Exercise directions
Can you reproduce the records below with "Target" renamed to "Label" wherever it occurs, everything else kept the same and the pictures left out?

________________________________________

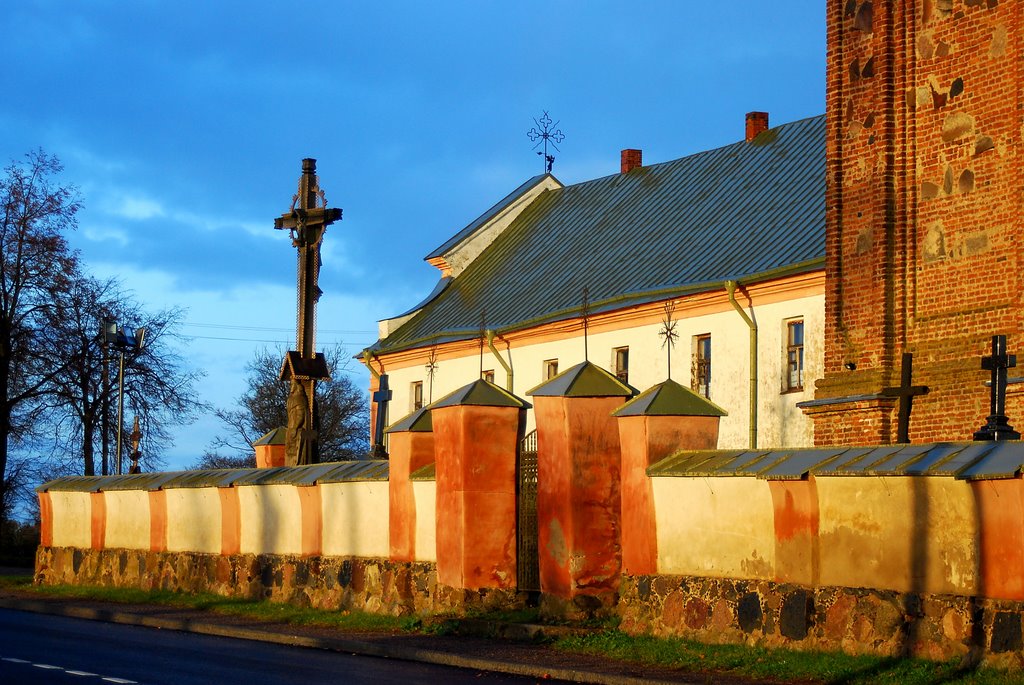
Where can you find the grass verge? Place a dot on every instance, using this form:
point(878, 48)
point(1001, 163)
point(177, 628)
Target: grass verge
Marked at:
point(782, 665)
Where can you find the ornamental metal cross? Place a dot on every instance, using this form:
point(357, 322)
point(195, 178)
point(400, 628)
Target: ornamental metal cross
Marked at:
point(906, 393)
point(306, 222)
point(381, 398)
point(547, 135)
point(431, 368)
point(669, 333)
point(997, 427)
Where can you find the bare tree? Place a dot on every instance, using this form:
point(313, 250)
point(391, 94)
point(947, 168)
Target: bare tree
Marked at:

________________________________________

Solution for this task
Where can you find the grass verge? Place a dot on every instance, using this form:
point(878, 48)
point(1001, 163)
point(177, 628)
Label: grass verge
Marked at:
point(782, 665)
Where can you find the ornamental metal cross? Place a dot on every instance, using this form:
point(357, 322)
point(195, 178)
point(400, 628)
Label: ornamental metal cross
Marked at:
point(906, 393)
point(306, 222)
point(381, 398)
point(547, 135)
point(431, 368)
point(669, 333)
point(997, 427)
Where can you find the bare tree? Place a dot on every instance, using this form:
point(313, 250)
point(391, 94)
point(947, 168)
Label: bare tree
Marked at:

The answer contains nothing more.